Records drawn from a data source
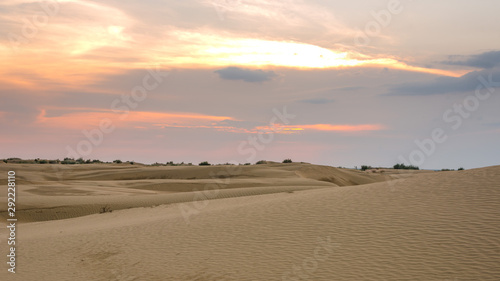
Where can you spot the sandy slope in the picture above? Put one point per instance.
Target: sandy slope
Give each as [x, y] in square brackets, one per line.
[429, 226]
[49, 192]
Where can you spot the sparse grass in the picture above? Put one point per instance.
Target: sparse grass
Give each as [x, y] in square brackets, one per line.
[105, 209]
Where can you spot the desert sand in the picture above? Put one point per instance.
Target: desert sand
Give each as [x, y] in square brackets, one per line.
[262, 222]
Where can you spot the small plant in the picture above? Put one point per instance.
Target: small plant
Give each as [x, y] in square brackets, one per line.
[105, 209]
[405, 167]
[365, 167]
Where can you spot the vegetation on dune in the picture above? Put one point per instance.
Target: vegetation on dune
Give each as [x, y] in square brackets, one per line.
[366, 167]
[405, 167]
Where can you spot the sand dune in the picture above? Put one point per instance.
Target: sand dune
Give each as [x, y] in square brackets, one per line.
[422, 226]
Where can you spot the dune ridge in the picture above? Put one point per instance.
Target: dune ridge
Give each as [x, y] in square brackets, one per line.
[426, 226]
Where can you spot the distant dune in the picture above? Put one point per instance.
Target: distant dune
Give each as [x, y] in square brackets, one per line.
[267, 222]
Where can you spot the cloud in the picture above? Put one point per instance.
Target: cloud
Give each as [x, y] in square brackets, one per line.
[317, 101]
[443, 85]
[247, 75]
[485, 60]
[323, 127]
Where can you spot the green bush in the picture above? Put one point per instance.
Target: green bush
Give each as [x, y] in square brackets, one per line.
[365, 167]
[405, 167]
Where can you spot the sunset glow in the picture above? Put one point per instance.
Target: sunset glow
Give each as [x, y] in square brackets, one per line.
[203, 76]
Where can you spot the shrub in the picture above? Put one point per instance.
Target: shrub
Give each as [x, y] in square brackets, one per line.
[365, 167]
[405, 167]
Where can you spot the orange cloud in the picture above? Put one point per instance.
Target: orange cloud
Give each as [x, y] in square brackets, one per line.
[91, 119]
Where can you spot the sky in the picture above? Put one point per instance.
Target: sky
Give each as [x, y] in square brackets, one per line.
[340, 83]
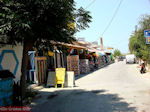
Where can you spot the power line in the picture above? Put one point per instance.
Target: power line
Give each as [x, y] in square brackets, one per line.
[115, 13]
[90, 4]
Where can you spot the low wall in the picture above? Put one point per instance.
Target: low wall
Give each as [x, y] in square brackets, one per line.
[84, 66]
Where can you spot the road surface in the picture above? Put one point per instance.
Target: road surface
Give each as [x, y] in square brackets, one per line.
[118, 87]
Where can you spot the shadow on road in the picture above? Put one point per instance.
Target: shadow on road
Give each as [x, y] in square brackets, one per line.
[83, 101]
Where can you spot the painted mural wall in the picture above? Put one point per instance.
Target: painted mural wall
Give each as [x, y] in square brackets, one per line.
[11, 59]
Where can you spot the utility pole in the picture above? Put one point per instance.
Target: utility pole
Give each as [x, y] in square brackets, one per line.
[101, 44]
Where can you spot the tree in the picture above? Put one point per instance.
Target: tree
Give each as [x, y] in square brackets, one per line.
[29, 21]
[137, 44]
[117, 53]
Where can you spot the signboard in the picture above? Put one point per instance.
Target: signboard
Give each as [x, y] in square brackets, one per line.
[147, 36]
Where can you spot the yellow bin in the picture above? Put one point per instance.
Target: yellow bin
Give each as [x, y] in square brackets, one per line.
[60, 76]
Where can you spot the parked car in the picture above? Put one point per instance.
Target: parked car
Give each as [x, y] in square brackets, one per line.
[131, 58]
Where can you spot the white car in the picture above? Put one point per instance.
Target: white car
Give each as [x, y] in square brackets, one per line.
[131, 58]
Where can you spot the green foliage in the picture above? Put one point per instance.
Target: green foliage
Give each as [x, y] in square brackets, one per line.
[39, 20]
[117, 53]
[137, 40]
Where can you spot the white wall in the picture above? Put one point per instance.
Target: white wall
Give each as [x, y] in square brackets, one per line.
[11, 59]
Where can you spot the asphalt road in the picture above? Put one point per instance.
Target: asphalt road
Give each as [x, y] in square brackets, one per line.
[116, 88]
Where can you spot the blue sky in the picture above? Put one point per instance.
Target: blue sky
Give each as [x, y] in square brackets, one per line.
[123, 25]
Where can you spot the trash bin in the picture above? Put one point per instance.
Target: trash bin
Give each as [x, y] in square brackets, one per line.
[51, 80]
[6, 88]
[69, 79]
[60, 76]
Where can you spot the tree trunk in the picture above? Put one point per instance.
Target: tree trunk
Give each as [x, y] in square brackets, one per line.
[27, 45]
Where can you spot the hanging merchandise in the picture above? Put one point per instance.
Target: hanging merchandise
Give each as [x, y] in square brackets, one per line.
[50, 53]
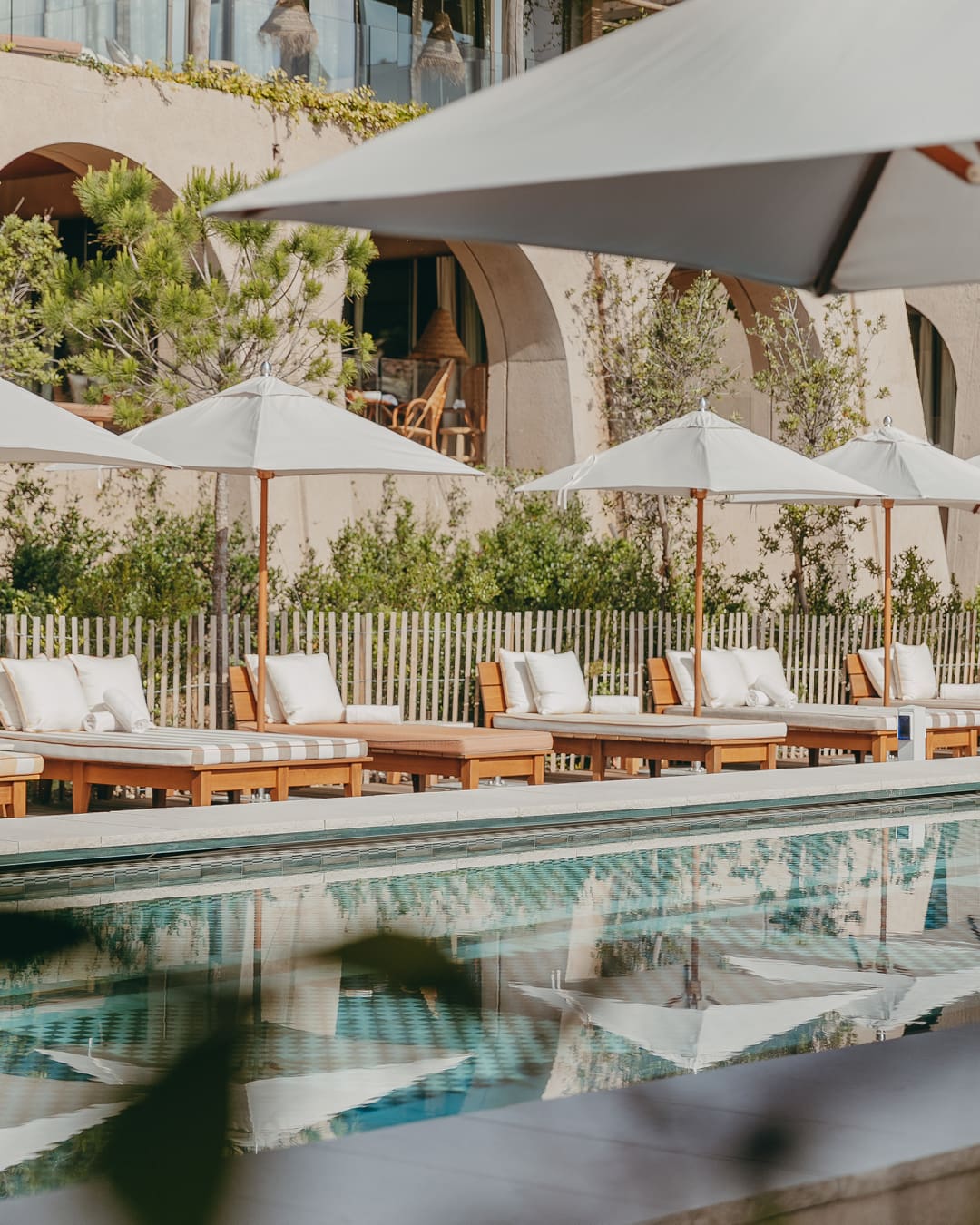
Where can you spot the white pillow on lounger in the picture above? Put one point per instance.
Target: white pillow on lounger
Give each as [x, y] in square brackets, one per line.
[518, 691]
[10, 708]
[49, 693]
[681, 667]
[305, 689]
[721, 679]
[273, 710]
[98, 674]
[916, 676]
[559, 683]
[874, 661]
[614, 703]
[761, 663]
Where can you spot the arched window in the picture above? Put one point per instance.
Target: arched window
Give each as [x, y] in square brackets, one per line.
[937, 380]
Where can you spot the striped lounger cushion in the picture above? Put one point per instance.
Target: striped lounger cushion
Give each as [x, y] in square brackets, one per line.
[13, 762]
[186, 746]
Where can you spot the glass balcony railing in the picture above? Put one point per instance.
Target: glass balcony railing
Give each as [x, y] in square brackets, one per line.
[375, 48]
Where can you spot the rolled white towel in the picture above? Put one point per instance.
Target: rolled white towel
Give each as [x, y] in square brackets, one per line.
[959, 692]
[615, 703]
[776, 693]
[373, 714]
[100, 720]
[128, 714]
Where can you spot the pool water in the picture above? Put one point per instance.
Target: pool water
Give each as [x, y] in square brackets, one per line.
[595, 966]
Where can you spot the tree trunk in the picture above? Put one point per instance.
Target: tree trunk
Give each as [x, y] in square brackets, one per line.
[220, 590]
[799, 578]
[667, 564]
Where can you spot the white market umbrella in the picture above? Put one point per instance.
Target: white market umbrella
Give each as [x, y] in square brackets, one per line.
[265, 427]
[34, 430]
[909, 472]
[696, 1038]
[888, 996]
[762, 139]
[696, 456]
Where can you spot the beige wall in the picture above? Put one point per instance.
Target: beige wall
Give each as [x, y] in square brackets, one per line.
[544, 406]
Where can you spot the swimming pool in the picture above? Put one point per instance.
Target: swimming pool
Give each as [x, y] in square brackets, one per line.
[597, 965]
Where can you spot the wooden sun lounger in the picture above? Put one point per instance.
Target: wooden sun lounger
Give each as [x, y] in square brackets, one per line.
[16, 770]
[599, 746]
[118, 760]
[863, 741]
[423, 750]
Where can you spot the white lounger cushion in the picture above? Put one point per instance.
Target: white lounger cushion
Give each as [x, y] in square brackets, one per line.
[723, 681]
[518, 692]
[10, 708]
[186, 746]
[874, 661]
[642, 727]
[373, 714]
[870, 717]
[681, 667]
[305, 689]
[14, 762]
[916, 676]
[49, 693]
[98, 674]
[559, 683]
[968, 693]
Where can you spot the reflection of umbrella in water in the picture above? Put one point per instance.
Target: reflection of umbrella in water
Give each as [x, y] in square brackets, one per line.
[267, 1113]
[270, 1112]
[889, 997]
[696, 1038]
[37, 1113]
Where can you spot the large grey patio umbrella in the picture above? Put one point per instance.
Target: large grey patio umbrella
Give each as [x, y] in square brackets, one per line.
[909, 472]
[34, 430]
[696, 456]
[265, 427]
[828, 146]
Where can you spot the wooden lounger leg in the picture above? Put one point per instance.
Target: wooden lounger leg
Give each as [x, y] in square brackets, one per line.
[280, 787]
[81, 790]
[354, 783]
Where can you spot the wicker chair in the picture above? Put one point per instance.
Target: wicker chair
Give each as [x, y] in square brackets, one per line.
[419, 418]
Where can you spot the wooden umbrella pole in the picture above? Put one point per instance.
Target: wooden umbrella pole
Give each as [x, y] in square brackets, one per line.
[887, 612]
[262, 630]
[699, 495]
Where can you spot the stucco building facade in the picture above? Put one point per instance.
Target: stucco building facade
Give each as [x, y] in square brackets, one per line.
[543, 403]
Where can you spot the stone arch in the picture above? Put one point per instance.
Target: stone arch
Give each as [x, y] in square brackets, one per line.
[529, 405]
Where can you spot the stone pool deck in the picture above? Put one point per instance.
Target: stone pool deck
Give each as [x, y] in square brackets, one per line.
[683, 800]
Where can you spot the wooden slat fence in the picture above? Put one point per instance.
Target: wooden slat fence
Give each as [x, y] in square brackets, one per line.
[426, 662]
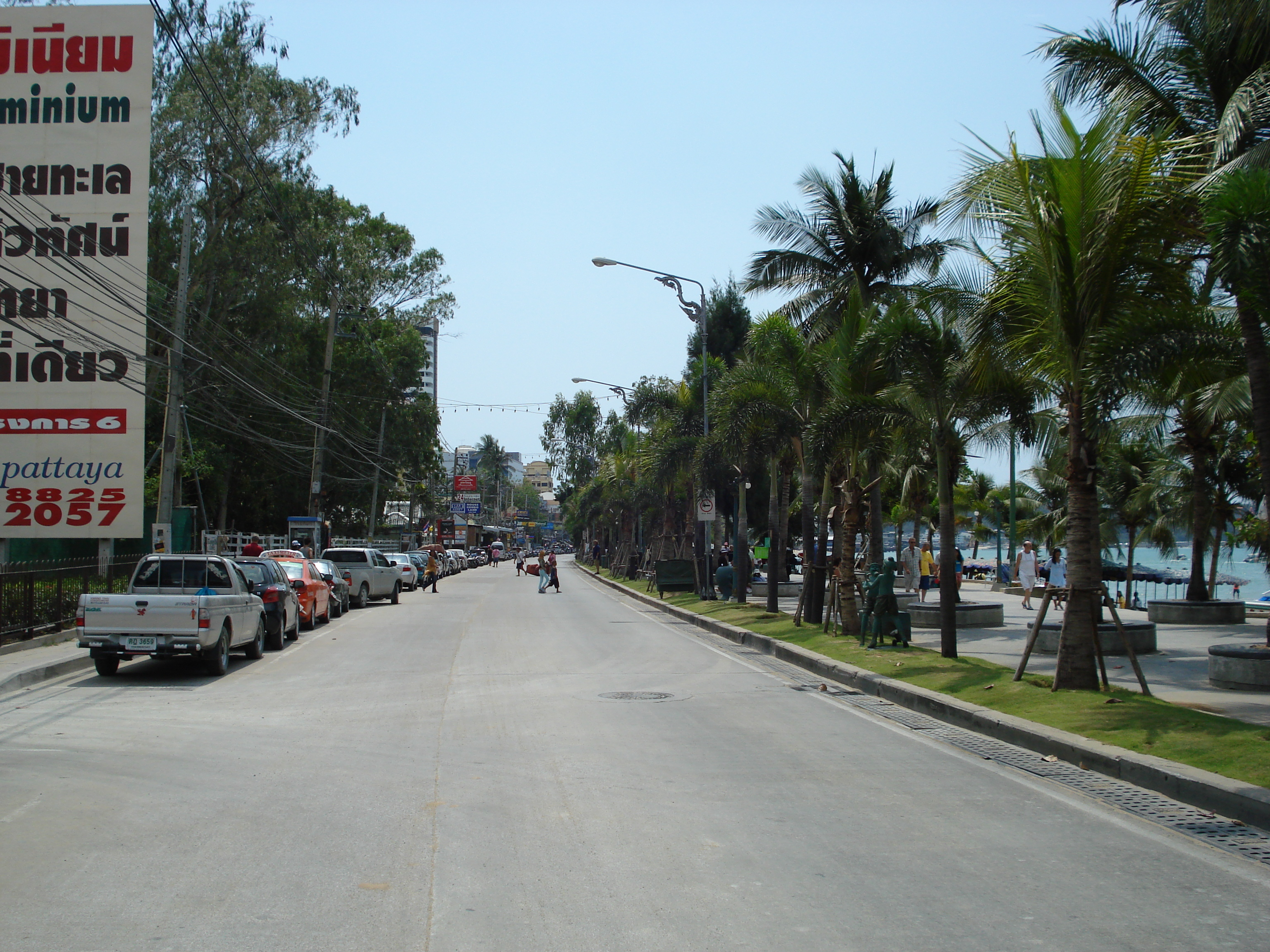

**Requirement:** Pick out and copy every line of the items above that contains the string "swimming". Matching is case-sensitive.

**Task result:**
Where can you spot the swimming pool in the picture above? Put one point per instance.
Target: swimming pool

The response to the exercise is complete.